**Extracto proporcionado:**
..............................

La Laguna: Vivir entre balasMARCELA TURATIEn el poniente de Torreón los niños ya no creen en ángeles de la guarda, y los ciudadanos desconfían tanto del gobierno y de sus policías y soldados que se impusieron solos un toque de queda. Lo que ven cuando van a la escuela, salen de compras o se dirigen al trabajo desmiente toda la propaganda oficial: esos grupos a los que “se está combatiendo”, a los que se les han asestado “duros golpes”, están secuestrándolos, matándolos, esclavizándolos.
TORREÓN, COAH.- “¡Litzy Valeria!”, vocifera el maestro al frente del salón durante el pase de lista. “¡Preeeseeenteee!”, gritan a coro los 40 alumnos de tercero de primaria, a nombre de la compañera ausente. Una niña se abraza a su escritorio nerviosa, a otra se le desvanece la sonrisa; pronto varios comenzarán a llorar.
–¿Quién puede contar qué le pasó a Litzy? –pregunta el maestro Humberto a la clase, y varios niños alzan la mano. Uno, sentado a dos bancas del pupitre que le perteneció a ella, comienza:
“Ese día pasaron unas camionetas y como andaban buscando a un señor que vendía droga, uno de los señores le dijo a Litzy que se metiera, ella dijo que no tenía miedo y siguió en la bici y en la balacera le dieron”.
Interviene otro: “Quedó tirada en la tierra”. “Yo oí los truenos”, asegura alguien más. “Me siento muy solo, profe”, confiesa alguno. “Me la imagino que está escribiendo”, se escucha cuchichear al que se sentaba a su izquierda.
Iván, un flaquito que se sienta en primera fila, levanta la mano y dice: “Ese día yo andaba en las maquinitas, oí los truenos y me quedé escondido”. Del puro recordar suelta unas lágrimas, maldice. La prima de la ausente, su vecina y sus amigas comienzan a respirar entrecortado. El salón se convierte en una orquesta de pequeños corazones rotos.
El maestro encauza la charla para que los niños manifiesten la inseguridad en la que viven y no se la traguen. Ellos comienzan a relatar casos: “A mi papá le dieron un balazo en Aguanaval”. “Por mi casa había unos zetas que le apuntaron a un señor a la cabeza”. “A mi tío lo tenían asaltado, estábamos asustados y tuvimos que dar 10 mil pesos para que lo soltaran”.

..............................

**Datos disponibles:**
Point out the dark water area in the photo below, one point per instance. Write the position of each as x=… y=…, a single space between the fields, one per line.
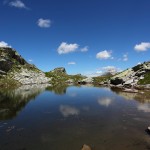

..............................

**Objetivo:** En el extracto proporcionado, ¿cuántos alumnos gritan a coro durante el pase de lista?

**Respuesta completa:** Son 40 alumnos de tercero de primaria.